# INSTRUCTIONS FOR THE TASK
Repeat the data below with no changes.
SUPPLIED INFORMATION: Begin
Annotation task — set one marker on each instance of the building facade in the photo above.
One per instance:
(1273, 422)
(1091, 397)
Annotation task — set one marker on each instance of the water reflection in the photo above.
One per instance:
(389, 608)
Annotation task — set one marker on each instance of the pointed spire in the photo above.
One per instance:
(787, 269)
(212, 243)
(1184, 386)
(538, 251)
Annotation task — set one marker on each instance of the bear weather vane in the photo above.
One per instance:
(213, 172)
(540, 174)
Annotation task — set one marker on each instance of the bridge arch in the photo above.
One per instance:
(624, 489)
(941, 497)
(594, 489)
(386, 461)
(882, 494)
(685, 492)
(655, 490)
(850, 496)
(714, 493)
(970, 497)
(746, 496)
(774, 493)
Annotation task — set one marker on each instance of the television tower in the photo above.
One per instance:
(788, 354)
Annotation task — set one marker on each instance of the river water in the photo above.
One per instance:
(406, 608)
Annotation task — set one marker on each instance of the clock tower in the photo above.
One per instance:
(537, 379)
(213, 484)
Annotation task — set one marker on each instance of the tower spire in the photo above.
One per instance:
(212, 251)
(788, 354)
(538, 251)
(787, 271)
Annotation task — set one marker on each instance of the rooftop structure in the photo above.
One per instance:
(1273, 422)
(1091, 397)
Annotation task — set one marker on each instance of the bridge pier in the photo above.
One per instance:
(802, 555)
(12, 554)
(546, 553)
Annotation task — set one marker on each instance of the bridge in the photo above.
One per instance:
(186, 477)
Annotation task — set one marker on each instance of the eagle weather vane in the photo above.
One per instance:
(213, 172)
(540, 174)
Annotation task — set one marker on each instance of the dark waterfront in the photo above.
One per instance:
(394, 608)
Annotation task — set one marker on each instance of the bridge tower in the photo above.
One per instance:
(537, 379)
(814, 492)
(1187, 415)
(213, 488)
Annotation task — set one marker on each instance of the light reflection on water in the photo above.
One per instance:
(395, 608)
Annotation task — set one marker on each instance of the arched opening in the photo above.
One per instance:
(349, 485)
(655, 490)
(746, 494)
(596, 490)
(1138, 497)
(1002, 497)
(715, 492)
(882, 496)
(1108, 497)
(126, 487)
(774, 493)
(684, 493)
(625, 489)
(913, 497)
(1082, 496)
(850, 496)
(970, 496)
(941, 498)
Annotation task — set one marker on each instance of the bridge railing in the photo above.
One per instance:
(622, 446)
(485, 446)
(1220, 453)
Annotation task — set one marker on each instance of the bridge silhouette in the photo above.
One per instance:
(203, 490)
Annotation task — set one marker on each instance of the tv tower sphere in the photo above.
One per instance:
SUPPLIED INFORMATION: End
# SOLUTION TO THE PROBLEM
Annotation task — set one marker on each instance of the building facade in the photo above.
One per instance:
(1273, 422)
(1091, 397)
Annotation task — set one marker on each instance of the water reflection in the photo above.
One per instance:
(389, 608)
Annotation task — set one marker on each instance of the pointed spire in the photo above.
One per instance:
(787, 269)
(212, 243)
(1184, 386)
(538, 251)
Annotation task — set one marker on each instance of the bear weather vane in the photo above.
One per instance:
(213, 172)
(540, 174)
Annotation task — set one marker on each instance of the bridge arch in the photo above.
One per instance:
(624, 489)
(941, 497)
(594, 489)
(386, 461)
(882, 494)
(685, 492)
(655, 490)
(850, 496)
(714, 493)
(970, 497)
(746, 496)
(774, 493)
Annotation task — set one marker on each instance of the television tower in the photo above.
One per instance:
(788, 354)
Annotation task — set one marker on each instance of the river water in the photo above.
One per instance:
(406, 608)
Annotation task — set one marker on each instance of the clock tower in the photo above.
One per instance:
(537, 379)
(213, 484)
Annotation task — set one marker on each instance of the tower spire in the photo above.
One per instance:
(212, 251)
(788, 354)
(538, 251)
(787, 271)
Annotation task — set one marker on each instance of the rooftop structure in the photo above.
One per instance:
(1273, 422)
(1091, 397)
Annotation task — set one marker on each instance of the bridge pier in the photo above.
One per instance:
(802, 555)
(12, 554)
(546, 553)
Annotation task — set one marker on each instance of the bridge in the photo above.
One per instance:
(186, 477)
Annotation task — set one marker on each instance of the eagle weather vane in the photo above.
One per instance:
(213, 172)
(540, 174)
Annotation task — set one marker on each instance of the dark waterfront in the photo above.
One per instance:
(394, 608)
Annotation task — set one marker on each instance of the bridge tower in the photo above.
One per instance:
(537, 379)
(814, 492)
(1187, 415)
(213, 488)
Annotation task — set one marker on each instance of the light reflection on water in the photo above.
One per instance:
(395, 608)
Annotation task — set one marker on each instance of the arched opening in the photo above.
One per instance:
(349, 485)
(655, 490)
(746, 494)
(596, 490)
(1138, 497)
(1002, 497)
(715, 492)
(882, 496)
(1108, 497)
(126, 487)
(774, 493)
(684, 493)
(625, 489)
(913, 497)
(1082, 496)
(850, 496)
(970, 496)
(941, 498)
Annotation task — set one marker on each instance of the bridge railing in the photo above.
One per instance:
(622, 446)
(485, 446)
(1220, 453)
Annotation task — set one marker on each instance of the bridge silhouette in the photo above.
One per instance:
(203, 490)
Annotation task — set one marker on each instance of the tv tower sphere in the photo above.
One per instance:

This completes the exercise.